Work to complete
Every line from the one containing "Can you find the yellow" through the last line below should be reproduced exactly; please include nothing else.

Records excerpted from a collection:
----

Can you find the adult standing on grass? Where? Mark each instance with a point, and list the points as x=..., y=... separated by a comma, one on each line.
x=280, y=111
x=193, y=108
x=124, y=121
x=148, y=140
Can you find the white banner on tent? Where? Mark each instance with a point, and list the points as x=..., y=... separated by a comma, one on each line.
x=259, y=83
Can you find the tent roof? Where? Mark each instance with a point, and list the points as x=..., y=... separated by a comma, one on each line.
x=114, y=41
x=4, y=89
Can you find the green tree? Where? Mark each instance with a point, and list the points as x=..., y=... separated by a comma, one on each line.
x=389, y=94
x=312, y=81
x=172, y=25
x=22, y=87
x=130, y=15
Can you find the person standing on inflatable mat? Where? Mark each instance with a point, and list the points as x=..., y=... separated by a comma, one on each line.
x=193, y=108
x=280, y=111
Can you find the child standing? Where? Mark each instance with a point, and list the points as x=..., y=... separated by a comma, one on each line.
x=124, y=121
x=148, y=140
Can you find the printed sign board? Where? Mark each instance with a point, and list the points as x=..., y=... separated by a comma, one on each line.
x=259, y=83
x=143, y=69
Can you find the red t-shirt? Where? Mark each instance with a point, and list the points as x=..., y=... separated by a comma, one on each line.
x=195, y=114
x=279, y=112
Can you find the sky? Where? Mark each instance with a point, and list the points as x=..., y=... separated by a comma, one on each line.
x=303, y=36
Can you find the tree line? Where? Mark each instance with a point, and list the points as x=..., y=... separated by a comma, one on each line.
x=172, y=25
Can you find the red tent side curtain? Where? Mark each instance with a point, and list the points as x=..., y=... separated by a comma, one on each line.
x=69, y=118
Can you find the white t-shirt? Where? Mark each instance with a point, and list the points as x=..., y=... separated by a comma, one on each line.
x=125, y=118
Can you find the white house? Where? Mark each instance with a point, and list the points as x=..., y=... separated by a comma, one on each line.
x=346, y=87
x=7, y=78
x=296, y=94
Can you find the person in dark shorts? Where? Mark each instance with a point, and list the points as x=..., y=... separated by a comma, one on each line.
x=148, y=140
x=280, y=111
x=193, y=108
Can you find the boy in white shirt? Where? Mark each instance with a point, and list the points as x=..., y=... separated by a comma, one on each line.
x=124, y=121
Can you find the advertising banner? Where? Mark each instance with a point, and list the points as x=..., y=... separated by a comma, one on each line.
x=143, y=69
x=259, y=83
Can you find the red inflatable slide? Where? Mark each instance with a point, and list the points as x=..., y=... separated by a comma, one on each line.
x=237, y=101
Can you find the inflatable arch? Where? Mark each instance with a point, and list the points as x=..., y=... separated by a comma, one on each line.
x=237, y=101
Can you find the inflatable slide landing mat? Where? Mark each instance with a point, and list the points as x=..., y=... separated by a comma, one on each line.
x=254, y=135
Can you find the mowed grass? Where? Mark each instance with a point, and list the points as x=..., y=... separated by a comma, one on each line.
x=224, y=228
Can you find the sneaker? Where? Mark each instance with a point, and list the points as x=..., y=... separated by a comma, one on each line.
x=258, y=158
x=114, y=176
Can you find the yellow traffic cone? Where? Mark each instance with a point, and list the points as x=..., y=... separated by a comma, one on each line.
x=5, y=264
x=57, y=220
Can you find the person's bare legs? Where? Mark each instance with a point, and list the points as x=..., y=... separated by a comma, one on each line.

----

Worked solution
Can you find the yellow traffic cone? Where? Mark each instance with a point, and list the points as x=..., y=... separated by a comma, one on each line.
x=5, y=264
x=57, y=220
Can you find the person's bare legs? Where? Mark each instance with a point, and list the points as x=..., y=... separated by a comma, one on each line.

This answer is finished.